Duas ONGs ambientalistas identificaram o crime que pode se tornar mais uma ameaça ao felino

Por Jennifer Ann Thomas Materia seguir SEGUIR Materia seguir SEGUINDO Atualizado em 4 jun 2024, 15h59 - Publicado em 31 dez 2018, 11h00

Em setembro deste ano, a ONG Proteção Animal Mundial divulgou um relatório amedrontador: onças-pintadas na Floresta Amazônica do Suriname foram caçadas ilegalmente para abastecer o mercado da medicina tradicional asiática. Ao longo de dez meses, a organização de defesa dos animais investigou a prática ilícita a revelou a consolidação do novo mercado que ameaça a sobrevivência do maior felino das américas. O documento confirmou o que já havia sido identificado pela ONG ambientalista WWF em 2010. Quase uma década atrás, a instituição denunciou traços do crime dentro do Brasil e agora o receio é que a prática se espalhe por toda a Amazônia antes que seja possível colocar em prática políticas conservacionistas para preservar a espécie ameaçada de extinção.

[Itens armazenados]
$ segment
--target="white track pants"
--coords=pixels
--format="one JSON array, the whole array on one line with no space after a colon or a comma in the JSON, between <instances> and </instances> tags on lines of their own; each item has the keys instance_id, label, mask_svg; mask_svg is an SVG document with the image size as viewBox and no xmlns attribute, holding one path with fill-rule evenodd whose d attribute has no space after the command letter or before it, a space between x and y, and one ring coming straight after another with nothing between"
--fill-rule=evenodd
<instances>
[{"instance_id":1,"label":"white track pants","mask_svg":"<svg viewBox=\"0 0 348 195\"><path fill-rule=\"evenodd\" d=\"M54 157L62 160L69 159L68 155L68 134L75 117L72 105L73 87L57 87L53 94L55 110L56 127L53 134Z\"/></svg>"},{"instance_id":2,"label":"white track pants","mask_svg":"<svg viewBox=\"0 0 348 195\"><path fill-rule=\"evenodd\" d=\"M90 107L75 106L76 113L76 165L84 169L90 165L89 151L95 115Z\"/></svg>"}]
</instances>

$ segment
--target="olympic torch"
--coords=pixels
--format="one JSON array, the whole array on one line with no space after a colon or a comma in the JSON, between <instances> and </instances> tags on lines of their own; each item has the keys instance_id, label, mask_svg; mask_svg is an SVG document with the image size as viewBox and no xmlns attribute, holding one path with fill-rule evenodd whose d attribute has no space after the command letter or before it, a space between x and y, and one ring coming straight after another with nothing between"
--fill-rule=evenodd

INSTRUÇÕES DO EXERCÍCIO:
**a.** Segundo a reportagem sobre as onças-pintadas, durante quanto tempo a Proteção Animal Mundial investigou a prática ilícita?
**b.** Relacione todos os anos, escritos com quatro algarismos, que aparecem na reportagem sobre as onças-pintadas.
**c.** Transcreva da reportagem sobre as onças-pintadas o trecho que se inicia em "Em setembro deste" e se encerra em "ameaçada de extinção.".
As linhas não têm relação alguma com esta atividade.

RESPOSTAS EM ORDEM:
**a.** Ao longo de dez meses.

**b.** 2024, 2018, 2010

**c.**
Em setembro deste ano, a ONG Proteção Animal Mundial divulgou um relatório amedrontador: onças-pintadas na Floresta Amazônica do Suriname foram caçadas ilegalmente para abastecer o mercado da medicina tradicional asiática. Ao longo de dez meses, a organização de defesa dos animais investigou a prática ilícita a revelou a consolidação do novo mercado que ameaça a sobrevivência do maior felino das américas. O documento confirmou o que já havia sido identificado pela ONG ambientalista WWF em 2010. Quase uma década atrás, a instituição denunciou traços do crime dentro do Brasil e agora o receio é que a prática se espalhe por toda a Amazônia antes que seja possível colocar em prática políticas conservacionistas para preservar a espécie ameaçada de extinção.